[Opening Exercise material section]

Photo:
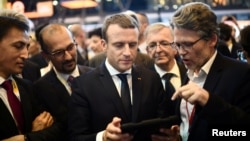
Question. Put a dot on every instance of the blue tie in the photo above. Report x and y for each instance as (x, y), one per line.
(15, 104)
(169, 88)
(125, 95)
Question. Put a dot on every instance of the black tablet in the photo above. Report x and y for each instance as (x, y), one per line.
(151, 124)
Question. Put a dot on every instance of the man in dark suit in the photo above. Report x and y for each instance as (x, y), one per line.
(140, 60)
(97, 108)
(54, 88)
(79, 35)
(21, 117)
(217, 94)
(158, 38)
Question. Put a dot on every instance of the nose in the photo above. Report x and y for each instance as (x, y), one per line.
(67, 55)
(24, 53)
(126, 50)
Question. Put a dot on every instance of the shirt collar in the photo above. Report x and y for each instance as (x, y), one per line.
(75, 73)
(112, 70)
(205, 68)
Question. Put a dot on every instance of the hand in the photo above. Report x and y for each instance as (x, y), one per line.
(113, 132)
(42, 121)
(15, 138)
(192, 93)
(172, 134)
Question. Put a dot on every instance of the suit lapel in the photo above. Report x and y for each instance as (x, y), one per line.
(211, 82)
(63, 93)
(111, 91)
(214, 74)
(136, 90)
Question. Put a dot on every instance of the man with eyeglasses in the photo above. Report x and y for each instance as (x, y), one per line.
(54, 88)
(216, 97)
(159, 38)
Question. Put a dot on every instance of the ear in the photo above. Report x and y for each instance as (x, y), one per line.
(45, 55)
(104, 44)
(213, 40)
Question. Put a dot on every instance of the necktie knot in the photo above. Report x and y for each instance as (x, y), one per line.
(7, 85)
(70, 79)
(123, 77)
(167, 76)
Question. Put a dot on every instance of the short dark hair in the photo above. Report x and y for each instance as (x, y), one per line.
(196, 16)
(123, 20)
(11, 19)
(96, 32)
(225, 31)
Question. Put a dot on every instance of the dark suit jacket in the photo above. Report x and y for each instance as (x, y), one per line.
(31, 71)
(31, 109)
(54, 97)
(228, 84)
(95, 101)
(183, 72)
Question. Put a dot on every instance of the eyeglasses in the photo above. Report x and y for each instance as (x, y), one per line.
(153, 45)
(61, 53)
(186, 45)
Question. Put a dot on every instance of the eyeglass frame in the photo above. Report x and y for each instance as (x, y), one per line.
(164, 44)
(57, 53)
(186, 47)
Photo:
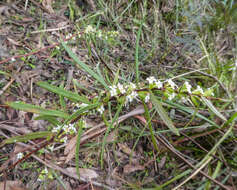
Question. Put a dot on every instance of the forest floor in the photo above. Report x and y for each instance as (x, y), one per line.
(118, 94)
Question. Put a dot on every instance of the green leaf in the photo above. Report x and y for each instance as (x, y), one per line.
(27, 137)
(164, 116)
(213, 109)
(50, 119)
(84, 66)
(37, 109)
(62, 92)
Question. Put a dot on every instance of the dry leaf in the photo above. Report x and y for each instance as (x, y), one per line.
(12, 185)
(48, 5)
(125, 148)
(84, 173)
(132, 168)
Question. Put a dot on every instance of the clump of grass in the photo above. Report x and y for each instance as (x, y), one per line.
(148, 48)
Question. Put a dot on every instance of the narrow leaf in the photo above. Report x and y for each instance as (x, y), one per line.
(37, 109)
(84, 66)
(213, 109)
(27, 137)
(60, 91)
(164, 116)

[Closing Exercise material section]

→ What is required: Each line of the data must be restated exactly, and the pictures must be left out.

→ Finished task:
Photo:
Question. Put a dot on every instance of the blue tie in the photo above. Report x and y for each instance as (x, y), one per line.
(15, 104)
(169, 88)
(125, 95)
Question. Put a dot on every instance of the black tablet in the photo above. Report x and y for each instance as (x, y), one per line.
(151, 124)
Question. Put a dot on every instance of the man in dark suit in the photo above. Report x and y for each instance as (x, y), one per line.
(140, 60)
(97, 108)
(54, 88)
(79, 35)
(21, 117)
(217, 94)
(158, 38)
Question. Put a dot on every instance of the nose in the photo above. Report x and y for each instance as (x, y), one per line.
(67, 55)
(24, 53)
(126, 50)
Question. Put a dot on every instance of the shirt collar in the photo above. Report x and y for each instance as (x, y), one per line.
(75, 73)
(112, 70)
(205, 68)
Question. Put a dot on every instance of the hand in the photo above. Report x and y for each instance as (x, y), one per line.
(113, 132)
(42, 121)
(15, 138)
(192, 93)
(172, 134)
Question. Put a dot on every instance of the suit lapel in the photo above. Report x and y for each instance as (x, y), one per line.
(211, 82)
(63, 93)
(111, 91)
(214, 74)
(136, 90)
Question. Put a dot on every instance of the man with eyeglasses in the photo above. Report x and y for each instance as (x, y), one per line.
(54, 88)
(216, 97)
(159, 38)
Question. Put a dot on every instance of the ear in the photo above. Report x and y for each instance as (x, y), one per line.
(45, 55)
(104, 44)
(213, 40)
Question. Put a dot on every instance of the necktie knot in the photo above. Report x and y for each instance as (x, y), one per line.
(7, 85)
(70, 79)
(123, 77)
(167, 76)
Question. Put a dot on every instance of the short dark hair in the photo above. Report x and y for each instance as (x, y), one per line.
(196, 16)
(123, 20)
(11, 19)
(96, 32)
(225, 31)
Question. Put a dot on every instance of the dark suit jacket in the photo above. Report x and y for each instance as (x, y), one per line.
(31, 71)
(31, 109)
(54, 97)
(228, 84)
(95, 101)
(183, 72)
Question. Put a dot on every instance of the eyeglasses in the photo above. Report x and y for each instance as (x, y), one per line.
(153, 45)
(61, 53)
(186, 45)
Question. Put a dot on every instance of the eyeglass frame in the photo above. Report x and y for each instance as (x, y), one per line.
(164, 44)
(57, 53)
(186, 47)
Photo:
Question. Put a dot on every instance of the forest floor in the photo above. Report x and y for each instance as (x, y), one per line.
(118, 94)
Question. Put a dot on every instance of the green leaf in the photo above. Report x and y for each instance as (x, y), one per line.
(27, 137)
(164, 116)
(213, 109)
(50, 119)
(84, 66)
(37, 109)
(62, 92)
Question. Put a dot on every instance of the dry leaf in the photo above. Report x and y for each instance as (x, y), one per line.
(12, 185)
(48, 5)
(125, 148)
(84, 173)
(132, 168)
Question. Put a dot on every instance of the clump of grass in the photo above. Report x and y for each instance as (x, y), one per line.
(148, 48)
Question. Put a dot on every instance of the narrow leaf in the photo above. Report x and y for each instance as (x, y), one per line.
(37, 109)
(84, 66)
(213, 109)
(27, 137)
(60, 91)
(164, 116)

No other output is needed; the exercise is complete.